- Brief:
Render the material below as a numbered list, omitting all blank lines.

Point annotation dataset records
----
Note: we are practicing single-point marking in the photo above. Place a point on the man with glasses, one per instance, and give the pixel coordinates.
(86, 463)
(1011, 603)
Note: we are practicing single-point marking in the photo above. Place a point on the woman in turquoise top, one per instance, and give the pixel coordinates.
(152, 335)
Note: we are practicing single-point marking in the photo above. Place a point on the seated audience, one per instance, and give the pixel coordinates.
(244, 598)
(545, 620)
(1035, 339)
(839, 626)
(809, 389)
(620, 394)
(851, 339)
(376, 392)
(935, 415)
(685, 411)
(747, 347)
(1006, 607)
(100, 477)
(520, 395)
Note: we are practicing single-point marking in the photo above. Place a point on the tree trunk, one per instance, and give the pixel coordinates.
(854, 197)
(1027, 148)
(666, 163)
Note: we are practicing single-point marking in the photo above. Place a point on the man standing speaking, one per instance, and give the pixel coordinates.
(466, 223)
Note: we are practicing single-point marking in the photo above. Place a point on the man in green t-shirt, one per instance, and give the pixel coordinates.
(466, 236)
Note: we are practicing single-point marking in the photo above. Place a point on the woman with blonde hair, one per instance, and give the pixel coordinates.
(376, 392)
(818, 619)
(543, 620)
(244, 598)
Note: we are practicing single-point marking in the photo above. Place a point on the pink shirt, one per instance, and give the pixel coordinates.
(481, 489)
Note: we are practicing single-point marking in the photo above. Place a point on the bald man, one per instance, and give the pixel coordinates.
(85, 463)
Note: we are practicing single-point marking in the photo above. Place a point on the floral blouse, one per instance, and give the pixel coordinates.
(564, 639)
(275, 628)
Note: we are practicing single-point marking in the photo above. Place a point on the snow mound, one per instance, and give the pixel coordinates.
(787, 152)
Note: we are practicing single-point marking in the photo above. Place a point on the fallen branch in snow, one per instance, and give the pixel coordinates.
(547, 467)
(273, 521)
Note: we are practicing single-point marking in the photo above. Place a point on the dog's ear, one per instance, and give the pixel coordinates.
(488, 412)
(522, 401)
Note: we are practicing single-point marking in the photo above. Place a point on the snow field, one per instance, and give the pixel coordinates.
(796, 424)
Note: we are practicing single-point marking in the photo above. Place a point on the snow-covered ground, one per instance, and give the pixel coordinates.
----
- Solution:
1. Note: we are practicing single-point marking in the photo above. Place a point on the man with glasses, one per instance, and give the pixel coordinates.
2. (86, 463)
3. (1011, 603)
4. Note: we are practicing single-point marking in the photo above. Place a point on the woman in turquoise top, one per instance, and give the pixel coordinates.
5. (152, 335)
6. Note: we are practicing single-point marking in the photo above. Place a point on the seated audience, one per instance, and give the pixel coordinates.
7. (244, 598)
8. (545, 620)
9. (1035, 339)
10. (839, 626)
11. (809, 389)
12. (620, 394)
13. (851, 339)
14. (376, 392)
15. (935, 415)
16. (685, 411)
17. (747, 347)
18. (1006, 607)
19. (100, 477)
20. (520, 395)
21. Note: we are practicing single-point marking in the photo above. Place a point on the tree trunk, one per instance, and give the pixel coordinates.
22. (854, 197)
23. (1027, 148)
24. (666, 163)
25. Note: we are practicing single-point marking in the photo above. Place a point on the man standing speaking, one per instance, and give the pixel coordinates.
26. (466, 223)
27. Note: we are practicing single-point marking in the photo above. Place a point on the man in green t-shirt, one per instance, and give the pixel coordinates.
28. (466, 236)
29. Note: we are practicing single-point marking in the photo above. Place a point on the woman with blonde hair, one per instance, and give the pixel coordinates.
30. (376, 392)
31. (818, 619)
32. (543, 620)
33. (244, 598)
34. Note: we are practicing single-point marking in the photo above. Place a point on the pink shirt, one per instance, and give the pixel coordinates.
35. (481, 489)
36. Note: we are practicing single-point marking in the photo above. Place a point on the bald man, one per instance, and give the pixel coordinates.
37. (85, 463)
38. Note: we are practicing single-point marking in the photo above. Place a point on the floral blouse, one per instance, and give the pixel coordinates.
39. (564, 639)
40. (275, 628)
41. Note: we are practicing single-point marking in the photo above. Place a point on the snow mound, one per instance, and give the pixel coordinates.
42. (787, 152)
43. Note: we are practicing single-point marking in the photo above. Place a point on the fallen branch in snow, one per instance, and give the pixel coordinates.
44. (547, 467)
45. (273, 521)
46. Note: we are practicing single-point marking in the photo above. Place a point on the dog's ear, one per instance, and give the pixel coordinates.
47. (488, 412)
48. (522, 401)
49. Note: we are practicing single-point marking in the photo above. Place a point on the snow field, one per instance, and give the pixel coordinates.
50. (796, 424)
51. Note: we are practicing single-point marking in the photo above. Place a point on the snow-covered ground, one per instance, and give the pixel coordinates.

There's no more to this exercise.